— Your objective —
Transcribe the listing below word for word.

— Extracted information —

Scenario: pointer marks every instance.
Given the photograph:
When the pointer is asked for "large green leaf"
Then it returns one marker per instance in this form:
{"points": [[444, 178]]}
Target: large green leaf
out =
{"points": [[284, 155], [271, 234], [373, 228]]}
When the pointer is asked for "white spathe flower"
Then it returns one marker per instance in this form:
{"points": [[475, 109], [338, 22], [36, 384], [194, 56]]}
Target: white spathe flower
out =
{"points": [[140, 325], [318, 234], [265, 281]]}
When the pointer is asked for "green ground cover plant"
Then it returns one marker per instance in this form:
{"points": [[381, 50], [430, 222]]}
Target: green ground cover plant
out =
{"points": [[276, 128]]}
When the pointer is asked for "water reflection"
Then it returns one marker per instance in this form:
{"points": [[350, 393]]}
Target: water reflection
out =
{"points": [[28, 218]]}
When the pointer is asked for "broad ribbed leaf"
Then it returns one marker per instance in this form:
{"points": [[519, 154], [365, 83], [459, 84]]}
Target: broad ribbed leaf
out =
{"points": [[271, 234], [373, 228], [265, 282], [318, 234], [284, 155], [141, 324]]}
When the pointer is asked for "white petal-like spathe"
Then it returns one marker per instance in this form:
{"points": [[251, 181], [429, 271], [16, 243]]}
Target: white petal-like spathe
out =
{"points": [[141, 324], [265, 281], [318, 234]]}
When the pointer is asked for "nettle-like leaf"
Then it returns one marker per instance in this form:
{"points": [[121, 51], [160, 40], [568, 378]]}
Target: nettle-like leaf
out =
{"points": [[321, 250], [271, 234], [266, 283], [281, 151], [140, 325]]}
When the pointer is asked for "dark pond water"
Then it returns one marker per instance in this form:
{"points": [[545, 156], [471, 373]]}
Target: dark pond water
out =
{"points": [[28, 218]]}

— Finished exercise —
Scenario: pointer marks every instance.
Given the photograph:
When the pointer is asked for "large green leaf"
Then it returns one marker per instance in this form:
{"points": [[444, 178]]}
Target: large green leaf
out =
{"points": [[284, 155], [271, 234], [373, 228]]}
When the pointer is asked for "white spathe flower"
Then it returns one marker per instance in this form:
{"points": [[475, 109], [338, 22], [36, 384], [194, 56]]}
Target: white spathe flower
out =
{"points": [[140, 325], [318, 234], [265, 281]]}
When the pointer is asked for "green ground cover plant"
Then it returns one marker per instance in this form:
{"points": [[381, 50], [430, 222]]}
Target: green ground cover plant
out =
{"points": [[276, 128]]}
When the pointer is asked for "water reflection"
Then it returns one marker per instance in this form:
{"points": [[350, 393]]}
Target: water reflection
out =
{"points": [[28, 218]]}
When the pointer is asked for "broad ribbed leaf"
Then it returns one marker per instance in this form:
{"points": [[519, 154], [365, 83], [459, 84]]}
Target: broad ribbed leaf
out =
{"points": [[271, 234], [373, 228], [265, 282], [318, 234], [284, 155], [141, 324]]}
When the pointer is asked for "white petal-like spathe"
Then it returns one marker per instance in this form:
{"points": [[251, 181], [429, 271], [16, 243]]}
Target: white petal-like spathe
out =
{"points": [[141, 324], [265, 281], [318, 234]]}
When the pointer is asked for "nettle-like leaf"
Then it returns one marker per instance in this form:
{"points": [[121, 51], [160, 40], [568, 378]]}
Target: nettle-like leaf
out =
{"points": [[321, 250], [271, 234], [266, 283], [281, 151], [140, 325]]}
When the pointer is asked for "dark pond water"
Then it returns one marker per instance in this form:
{"points": [[545, 156], [471, 373]]}
Target: dark pond water
out =
{"points": [[28, 218]]}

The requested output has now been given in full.